[Part of a data file]
————
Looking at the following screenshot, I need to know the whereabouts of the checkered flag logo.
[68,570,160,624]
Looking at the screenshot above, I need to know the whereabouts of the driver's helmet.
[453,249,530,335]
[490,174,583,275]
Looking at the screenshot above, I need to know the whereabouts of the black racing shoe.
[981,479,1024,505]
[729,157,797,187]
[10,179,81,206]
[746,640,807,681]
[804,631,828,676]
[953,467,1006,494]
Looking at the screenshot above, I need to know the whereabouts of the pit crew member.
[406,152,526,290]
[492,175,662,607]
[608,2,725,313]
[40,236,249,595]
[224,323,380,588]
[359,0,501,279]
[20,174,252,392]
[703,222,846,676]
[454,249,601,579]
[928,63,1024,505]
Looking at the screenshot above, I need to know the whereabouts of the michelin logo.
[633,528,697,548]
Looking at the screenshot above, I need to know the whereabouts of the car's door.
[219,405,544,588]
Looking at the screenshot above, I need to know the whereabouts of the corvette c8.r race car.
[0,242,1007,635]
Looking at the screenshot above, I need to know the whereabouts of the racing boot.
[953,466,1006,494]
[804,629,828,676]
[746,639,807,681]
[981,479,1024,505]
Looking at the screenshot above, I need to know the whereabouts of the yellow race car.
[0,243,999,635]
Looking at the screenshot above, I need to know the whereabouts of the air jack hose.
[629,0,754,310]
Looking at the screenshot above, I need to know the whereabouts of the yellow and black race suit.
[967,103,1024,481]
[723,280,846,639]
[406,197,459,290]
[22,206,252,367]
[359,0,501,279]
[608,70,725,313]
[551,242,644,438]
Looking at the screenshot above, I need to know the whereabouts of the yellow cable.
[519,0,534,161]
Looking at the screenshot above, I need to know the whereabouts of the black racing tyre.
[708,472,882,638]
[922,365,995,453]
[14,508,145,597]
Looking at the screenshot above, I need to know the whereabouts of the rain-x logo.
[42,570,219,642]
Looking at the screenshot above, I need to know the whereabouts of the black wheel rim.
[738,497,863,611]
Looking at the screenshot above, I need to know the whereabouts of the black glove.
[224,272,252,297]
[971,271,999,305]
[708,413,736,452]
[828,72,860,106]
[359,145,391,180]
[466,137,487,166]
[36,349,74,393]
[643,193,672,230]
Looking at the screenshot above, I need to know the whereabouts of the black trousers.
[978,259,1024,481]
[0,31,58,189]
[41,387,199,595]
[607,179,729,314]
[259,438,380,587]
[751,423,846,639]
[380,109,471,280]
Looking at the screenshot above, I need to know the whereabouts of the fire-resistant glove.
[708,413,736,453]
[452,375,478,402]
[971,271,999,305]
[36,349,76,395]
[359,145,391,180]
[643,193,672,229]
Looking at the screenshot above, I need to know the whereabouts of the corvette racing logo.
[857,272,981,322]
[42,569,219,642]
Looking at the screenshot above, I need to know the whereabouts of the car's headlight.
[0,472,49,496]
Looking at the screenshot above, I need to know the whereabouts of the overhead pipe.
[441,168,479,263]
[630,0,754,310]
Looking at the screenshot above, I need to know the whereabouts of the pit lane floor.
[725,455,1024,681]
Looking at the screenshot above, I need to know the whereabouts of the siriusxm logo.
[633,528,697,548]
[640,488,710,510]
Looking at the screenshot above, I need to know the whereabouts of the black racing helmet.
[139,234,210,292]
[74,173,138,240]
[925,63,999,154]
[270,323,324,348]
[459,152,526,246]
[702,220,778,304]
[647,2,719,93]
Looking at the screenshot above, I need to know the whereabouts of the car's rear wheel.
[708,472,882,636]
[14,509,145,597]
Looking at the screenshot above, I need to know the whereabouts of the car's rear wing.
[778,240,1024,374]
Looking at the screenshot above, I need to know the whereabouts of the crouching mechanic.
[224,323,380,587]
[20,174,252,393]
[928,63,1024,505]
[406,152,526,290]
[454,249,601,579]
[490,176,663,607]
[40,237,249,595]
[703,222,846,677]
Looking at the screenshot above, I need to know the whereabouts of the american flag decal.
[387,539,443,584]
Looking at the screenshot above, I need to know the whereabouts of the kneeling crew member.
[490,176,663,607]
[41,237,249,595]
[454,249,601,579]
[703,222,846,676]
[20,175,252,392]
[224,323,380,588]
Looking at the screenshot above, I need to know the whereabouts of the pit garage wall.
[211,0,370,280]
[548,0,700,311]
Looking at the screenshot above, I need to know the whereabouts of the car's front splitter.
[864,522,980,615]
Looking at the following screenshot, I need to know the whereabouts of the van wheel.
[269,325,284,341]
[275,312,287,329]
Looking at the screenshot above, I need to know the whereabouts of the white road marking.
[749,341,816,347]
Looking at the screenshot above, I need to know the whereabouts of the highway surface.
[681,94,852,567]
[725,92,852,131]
————
■ **Requirements**
Rewrite the data above with "whereabouts" changed to "location" everywhere it appears, leaving everything else the same.

■ **Final answer**
Looking at the following screenshot, I need to know the location of the checkered flag logo.
[68,570,160,624]
Looking at the screenshot above, I need to know the location of the driver's helmet.
[453,249,530,335]
[490,174,583,275]
Looking at the screenshot above, I need to know the location of the black racing shoe.
[981,479,1024,505]
[729,157,797,187]
[10,179,81,206]
[746,640,807,681]
[804,631,828,676]
[953,467,1006,494]
Looking at the screenshot above, I need to know the location of the pit crew member.
[406,152,526,290]
[492,175,662,607]
[608,2,725,313]
[40,236,249,595]
[224,323,380,588]
[359,0,501,279]
[20,174,252,392]
[703,222,846,676]
[454,249,601,579]
[928,63,1024,505]
Looking at the screenshot above, I need to know the location of the michelin logo.
[633,528,697,548]
Looking at the screenshot above, I need to know the location of the car's door.
[219,405,544,588]
Looking at the screenshot above, I need to know the location of the corvette c8.r race car.
[0,242,1007,635]
Looking at the screenshot above, I need to know the location of the racing boot.
[953,466,1006,494]
[804,629,828,676]
[746,639,807,681]
[981,479,1024,505]
Looking at the screenshot above, I need to know the location of the yellow race car.
[0,243,999,635]
Looking at the screenshot above, I need to know the location of the air jack hose.
[629,0,754,310]
Looking at the screenshot above, I need to know the location of the yellow and black race suit.
[967,103,1024,481]
[723,280,846,639]
[406,197,459,290]
[22,206,252,367]
[359,0,501,279]
[608,70,725,313]
[551,242,644,438]
Looking at the screenshot above, I need to know the location of the yellow cable.
[519,0,534,161]
Looking at the screenshot above, I need to know the location of the black racing tyre.
[708,472,882,638]
[922,365,995,453]
[14,508,145,597]
Looking at the screenshot above, I need to know the location of the rain-x logo.
[42,570,219,642]
Looking at the screenshot above, I need to know the location of the black wheel rim.
[738,497,863,611]
Looking at the screenshot above, I need to know the location of the black glove.
[224,272,252,297]
[971,271,999,305]
[708,413,736,452]
[828,72,860,106]
[359,145,391,180]
[466,137,487,166]
[36,349,74,393]
[643,193,672,230]
Looking at the screenshot above, I need to know the location of the black trousers.
[978,259,1024,481]
[0,31,58,189]
[41,387,199,595]
[607,179,729,314]
[259,438,380,587]
[751,423,846,639]
[380,109,471,280]
Looking at the screenshot above, I need to know the location of the fire-resistant glove.
[708,413,736,453]
[452,375,478,402]
[971,271,999,305]
[36,349,76,395]
[359,145,391,180]
[643,193,672,229]
Looking at the screenshot above, I need to know the location of the corvette racing logo.
[857,272,981,322]
[42,569,219,642]
Looking at the screenshot above, I need to know the location of the car's headlight.
[0,472,49,496]
Looking at the screenshot above, I need to know the location of the overhead pipe.
[441,168,479,263]
[630,0,754,310]
Looking at the screenshot above, I need to know the location of the pit lane floor.
[725,455,1024,681]
Looking at the screenshot above, I need to know the location of the siriusxm logo.
[633,528,697,548]
[640,488,710,510]
Looking at the screenshot above, I need to know the location of the black racing helmet.
[139,234,210,292]
[74,173,138,240]
[925,63,999,154]
[270,323,324,348]
[459,152,526,246]
[702,220,778,304]
[647,2,719,93]
Looking at the screenshot above, I need to know the location of the car's rear wheel.
[708,472,882,636]
[14,509,145,597]
Looking at the screenshot above, I need to know the location of the car's rear wing.
[778,240,1024,374]
Looking at the screenshot above, I need to know the location of the crouching mechanic.
[224,323,380,587]
[20,174,252,393]
[928,63,1024,505]
[406,152,526,290]
[454,249,601,579]
[490,176,663,607]
[40,237,249,595]
[703,222,846,677]
Looking at the screenshot above, I need to know the location of the american flag decal.
[387,539,443,584]
Looking at the screenshot above, I need to know the location of the kneeling crew member.
[490,176,663,607]
[41,237,249,595]
[454,249,601,579]
[703,222,846,676]
[20,175,252,392]
[224,323,380,588]
Looking at the screenshot above, I need to know the location of the pit garage wall.
[211,0,370,280]
[548,0,700,311]
Looking at the screenshot above, I need to know the location of the car's front splitter.
[864,522,980,615]
Looking at the following screenshot, I need to know the location of the van wheel.
[269,325,284,341]
[275,312,287,329]
Looking at the screenshot above, I need to know the location of the white road marking.
[749,341,816,347]
Looking at the screenshot above, I need to know the location of the highway surface.
[681,94,852,567]
[725,92,852,131]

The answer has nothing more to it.